In the lines below, find the one that contains "the black headboard" and write it out exactly, along with every line that follows it.

(Location annotation dataset excerpts)

__________________________________________________

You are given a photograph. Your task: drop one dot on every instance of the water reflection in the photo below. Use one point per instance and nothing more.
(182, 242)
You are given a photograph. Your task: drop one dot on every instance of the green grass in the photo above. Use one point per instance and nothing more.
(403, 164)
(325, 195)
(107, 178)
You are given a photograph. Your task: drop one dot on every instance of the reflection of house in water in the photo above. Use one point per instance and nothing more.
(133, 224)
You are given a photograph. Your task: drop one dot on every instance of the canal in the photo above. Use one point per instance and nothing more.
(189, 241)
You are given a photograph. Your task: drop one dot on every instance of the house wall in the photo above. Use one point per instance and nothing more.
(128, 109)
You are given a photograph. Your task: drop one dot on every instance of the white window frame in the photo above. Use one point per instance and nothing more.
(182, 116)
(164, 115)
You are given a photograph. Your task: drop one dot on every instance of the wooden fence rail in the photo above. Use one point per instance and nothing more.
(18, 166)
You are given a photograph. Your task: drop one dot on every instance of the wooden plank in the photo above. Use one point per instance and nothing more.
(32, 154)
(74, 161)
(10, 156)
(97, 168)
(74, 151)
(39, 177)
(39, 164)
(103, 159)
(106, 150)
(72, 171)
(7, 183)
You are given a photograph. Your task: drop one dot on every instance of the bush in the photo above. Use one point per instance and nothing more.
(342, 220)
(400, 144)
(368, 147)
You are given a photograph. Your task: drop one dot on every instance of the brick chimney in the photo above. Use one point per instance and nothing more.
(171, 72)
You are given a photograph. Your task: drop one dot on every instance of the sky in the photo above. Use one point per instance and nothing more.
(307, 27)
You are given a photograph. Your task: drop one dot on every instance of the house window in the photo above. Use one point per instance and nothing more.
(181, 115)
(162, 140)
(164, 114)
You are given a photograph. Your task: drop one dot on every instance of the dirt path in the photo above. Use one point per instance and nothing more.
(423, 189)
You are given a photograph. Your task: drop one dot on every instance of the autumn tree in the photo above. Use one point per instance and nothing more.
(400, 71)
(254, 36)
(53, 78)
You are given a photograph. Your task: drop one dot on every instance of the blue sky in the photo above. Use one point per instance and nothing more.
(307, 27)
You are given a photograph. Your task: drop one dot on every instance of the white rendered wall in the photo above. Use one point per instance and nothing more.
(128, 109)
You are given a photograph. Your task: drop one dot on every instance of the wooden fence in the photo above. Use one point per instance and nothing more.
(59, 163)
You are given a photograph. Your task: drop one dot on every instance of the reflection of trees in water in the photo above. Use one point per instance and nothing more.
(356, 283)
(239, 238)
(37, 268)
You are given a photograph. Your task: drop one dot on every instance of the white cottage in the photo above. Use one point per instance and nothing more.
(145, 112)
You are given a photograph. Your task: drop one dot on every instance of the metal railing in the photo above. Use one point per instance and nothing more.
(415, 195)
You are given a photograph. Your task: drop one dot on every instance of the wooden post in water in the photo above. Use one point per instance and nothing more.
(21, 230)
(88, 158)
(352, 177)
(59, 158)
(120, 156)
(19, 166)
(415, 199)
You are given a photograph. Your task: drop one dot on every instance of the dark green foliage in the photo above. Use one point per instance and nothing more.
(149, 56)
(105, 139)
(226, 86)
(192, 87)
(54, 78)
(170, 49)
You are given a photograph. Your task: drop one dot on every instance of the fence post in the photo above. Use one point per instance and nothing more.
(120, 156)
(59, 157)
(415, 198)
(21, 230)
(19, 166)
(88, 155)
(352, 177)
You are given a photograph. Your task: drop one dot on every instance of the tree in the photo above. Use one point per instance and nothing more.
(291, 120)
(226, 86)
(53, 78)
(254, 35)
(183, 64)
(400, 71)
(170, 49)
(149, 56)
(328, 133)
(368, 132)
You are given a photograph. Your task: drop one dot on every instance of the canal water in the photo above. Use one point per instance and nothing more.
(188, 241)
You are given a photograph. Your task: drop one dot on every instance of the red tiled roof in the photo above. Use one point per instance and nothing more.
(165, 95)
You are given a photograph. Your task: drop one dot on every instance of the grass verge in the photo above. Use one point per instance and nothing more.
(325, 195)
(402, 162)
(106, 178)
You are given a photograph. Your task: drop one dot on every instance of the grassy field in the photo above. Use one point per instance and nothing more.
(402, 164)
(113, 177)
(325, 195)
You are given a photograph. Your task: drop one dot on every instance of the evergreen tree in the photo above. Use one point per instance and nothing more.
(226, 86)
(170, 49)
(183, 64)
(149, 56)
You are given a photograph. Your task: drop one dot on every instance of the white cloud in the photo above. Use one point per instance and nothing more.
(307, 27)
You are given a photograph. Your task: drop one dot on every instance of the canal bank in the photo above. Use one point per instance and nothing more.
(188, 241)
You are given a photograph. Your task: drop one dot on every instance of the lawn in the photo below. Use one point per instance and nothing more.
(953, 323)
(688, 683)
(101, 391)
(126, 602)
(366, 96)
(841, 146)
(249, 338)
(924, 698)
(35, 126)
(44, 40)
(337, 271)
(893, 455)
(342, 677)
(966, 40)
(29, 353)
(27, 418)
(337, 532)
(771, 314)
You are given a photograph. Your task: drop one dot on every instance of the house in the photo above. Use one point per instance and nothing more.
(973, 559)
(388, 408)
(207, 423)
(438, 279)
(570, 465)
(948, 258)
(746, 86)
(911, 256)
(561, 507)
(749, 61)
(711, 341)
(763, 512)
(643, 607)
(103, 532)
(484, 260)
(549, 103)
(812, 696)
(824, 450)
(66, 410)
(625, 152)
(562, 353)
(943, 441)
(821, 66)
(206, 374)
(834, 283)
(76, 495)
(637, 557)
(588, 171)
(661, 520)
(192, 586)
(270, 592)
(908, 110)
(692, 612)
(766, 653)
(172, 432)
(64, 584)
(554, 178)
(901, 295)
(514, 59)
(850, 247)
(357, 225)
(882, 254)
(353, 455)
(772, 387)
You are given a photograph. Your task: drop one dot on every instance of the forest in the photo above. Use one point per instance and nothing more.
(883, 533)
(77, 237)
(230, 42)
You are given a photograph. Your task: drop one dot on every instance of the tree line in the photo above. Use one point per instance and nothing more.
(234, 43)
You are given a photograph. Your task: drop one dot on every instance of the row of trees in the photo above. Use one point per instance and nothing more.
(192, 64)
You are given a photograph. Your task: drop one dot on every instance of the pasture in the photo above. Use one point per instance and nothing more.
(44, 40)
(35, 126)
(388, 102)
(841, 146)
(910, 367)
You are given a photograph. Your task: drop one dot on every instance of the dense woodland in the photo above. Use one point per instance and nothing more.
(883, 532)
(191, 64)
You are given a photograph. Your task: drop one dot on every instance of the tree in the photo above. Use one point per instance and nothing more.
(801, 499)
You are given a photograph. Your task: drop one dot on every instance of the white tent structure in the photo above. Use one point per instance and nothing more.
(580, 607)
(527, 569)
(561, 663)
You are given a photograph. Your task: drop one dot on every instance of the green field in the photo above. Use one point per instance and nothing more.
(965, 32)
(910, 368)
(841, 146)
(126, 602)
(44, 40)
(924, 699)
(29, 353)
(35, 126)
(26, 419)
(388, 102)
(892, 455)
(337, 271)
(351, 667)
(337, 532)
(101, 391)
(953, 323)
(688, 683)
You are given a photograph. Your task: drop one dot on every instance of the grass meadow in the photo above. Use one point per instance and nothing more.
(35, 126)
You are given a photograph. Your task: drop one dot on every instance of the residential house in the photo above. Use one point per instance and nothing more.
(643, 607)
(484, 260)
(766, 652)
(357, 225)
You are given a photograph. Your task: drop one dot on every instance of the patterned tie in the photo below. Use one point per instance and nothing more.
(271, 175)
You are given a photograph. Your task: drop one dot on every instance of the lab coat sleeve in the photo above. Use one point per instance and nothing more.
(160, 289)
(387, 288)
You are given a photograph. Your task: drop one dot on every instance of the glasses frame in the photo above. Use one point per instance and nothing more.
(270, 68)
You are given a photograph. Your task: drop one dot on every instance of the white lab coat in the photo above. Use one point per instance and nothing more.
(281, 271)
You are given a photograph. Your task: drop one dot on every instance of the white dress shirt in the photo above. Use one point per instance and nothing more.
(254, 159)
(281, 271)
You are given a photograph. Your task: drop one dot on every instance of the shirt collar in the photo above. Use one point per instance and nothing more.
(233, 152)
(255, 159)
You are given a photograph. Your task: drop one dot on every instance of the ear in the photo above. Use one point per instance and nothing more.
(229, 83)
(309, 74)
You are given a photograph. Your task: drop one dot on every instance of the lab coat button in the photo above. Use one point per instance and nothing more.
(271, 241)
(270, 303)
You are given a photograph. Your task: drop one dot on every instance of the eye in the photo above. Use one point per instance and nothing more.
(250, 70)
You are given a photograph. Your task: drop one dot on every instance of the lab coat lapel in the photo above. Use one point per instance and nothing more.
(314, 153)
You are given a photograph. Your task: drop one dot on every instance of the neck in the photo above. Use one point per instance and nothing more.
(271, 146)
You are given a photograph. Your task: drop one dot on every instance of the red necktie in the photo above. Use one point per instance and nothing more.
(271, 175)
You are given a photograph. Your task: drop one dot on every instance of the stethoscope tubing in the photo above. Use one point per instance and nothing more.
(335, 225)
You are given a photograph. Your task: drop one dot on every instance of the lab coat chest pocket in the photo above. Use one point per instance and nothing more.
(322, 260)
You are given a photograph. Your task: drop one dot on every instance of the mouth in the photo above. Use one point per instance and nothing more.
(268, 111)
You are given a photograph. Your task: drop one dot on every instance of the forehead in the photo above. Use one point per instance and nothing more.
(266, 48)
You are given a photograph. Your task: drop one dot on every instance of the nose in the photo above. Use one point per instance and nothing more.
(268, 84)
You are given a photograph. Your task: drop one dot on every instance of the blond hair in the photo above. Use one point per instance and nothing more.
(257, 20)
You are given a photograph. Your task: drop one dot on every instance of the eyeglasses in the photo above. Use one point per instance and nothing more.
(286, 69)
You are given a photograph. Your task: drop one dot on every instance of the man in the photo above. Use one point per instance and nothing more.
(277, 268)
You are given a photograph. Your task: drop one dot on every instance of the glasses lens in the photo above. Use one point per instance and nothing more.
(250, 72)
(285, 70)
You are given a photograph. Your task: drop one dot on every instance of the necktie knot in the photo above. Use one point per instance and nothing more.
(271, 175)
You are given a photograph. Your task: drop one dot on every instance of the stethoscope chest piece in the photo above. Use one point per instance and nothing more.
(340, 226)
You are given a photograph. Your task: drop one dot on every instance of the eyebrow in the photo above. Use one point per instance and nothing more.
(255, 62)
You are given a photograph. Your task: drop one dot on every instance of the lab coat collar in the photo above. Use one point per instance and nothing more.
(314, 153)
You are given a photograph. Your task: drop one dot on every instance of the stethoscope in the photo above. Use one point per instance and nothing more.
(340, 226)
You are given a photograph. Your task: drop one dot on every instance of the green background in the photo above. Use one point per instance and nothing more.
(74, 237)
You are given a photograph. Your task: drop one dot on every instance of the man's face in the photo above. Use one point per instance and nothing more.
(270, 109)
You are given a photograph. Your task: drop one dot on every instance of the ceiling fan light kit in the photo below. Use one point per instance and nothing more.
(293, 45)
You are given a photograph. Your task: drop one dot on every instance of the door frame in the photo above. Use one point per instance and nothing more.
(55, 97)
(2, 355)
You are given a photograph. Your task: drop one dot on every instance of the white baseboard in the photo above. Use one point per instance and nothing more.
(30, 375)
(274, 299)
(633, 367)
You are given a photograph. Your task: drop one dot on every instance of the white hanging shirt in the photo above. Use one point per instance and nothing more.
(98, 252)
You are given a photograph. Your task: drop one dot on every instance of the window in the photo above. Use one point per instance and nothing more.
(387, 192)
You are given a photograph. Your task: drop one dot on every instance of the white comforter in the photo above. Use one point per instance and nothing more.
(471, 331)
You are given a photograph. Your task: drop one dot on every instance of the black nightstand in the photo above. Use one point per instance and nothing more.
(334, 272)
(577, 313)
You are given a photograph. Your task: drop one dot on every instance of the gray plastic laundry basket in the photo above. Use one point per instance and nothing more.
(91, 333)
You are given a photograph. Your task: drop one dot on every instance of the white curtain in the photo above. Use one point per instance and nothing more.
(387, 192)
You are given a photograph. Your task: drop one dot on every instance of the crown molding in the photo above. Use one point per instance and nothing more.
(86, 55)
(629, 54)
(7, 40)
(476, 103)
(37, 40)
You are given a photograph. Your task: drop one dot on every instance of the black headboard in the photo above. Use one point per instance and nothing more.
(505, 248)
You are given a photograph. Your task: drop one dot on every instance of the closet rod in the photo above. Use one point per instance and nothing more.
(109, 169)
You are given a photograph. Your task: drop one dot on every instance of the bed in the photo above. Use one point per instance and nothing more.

__________________________________________________

● RIGHT ANSWER:
You are given a photograph. Your task: drop one dot on every instance of the black headboard in the photo above. Use one point per instance and nothing more.
(505, 248)
You are given a photograph. Your task: drop one dot on every instance of the closet rod in the photo above. Use one point per instance and nothing more.
(109, 169)
You are given a photograph. Your task: drop one dot on every instance of the bed in the photo above. Use one point per instance and nothing more.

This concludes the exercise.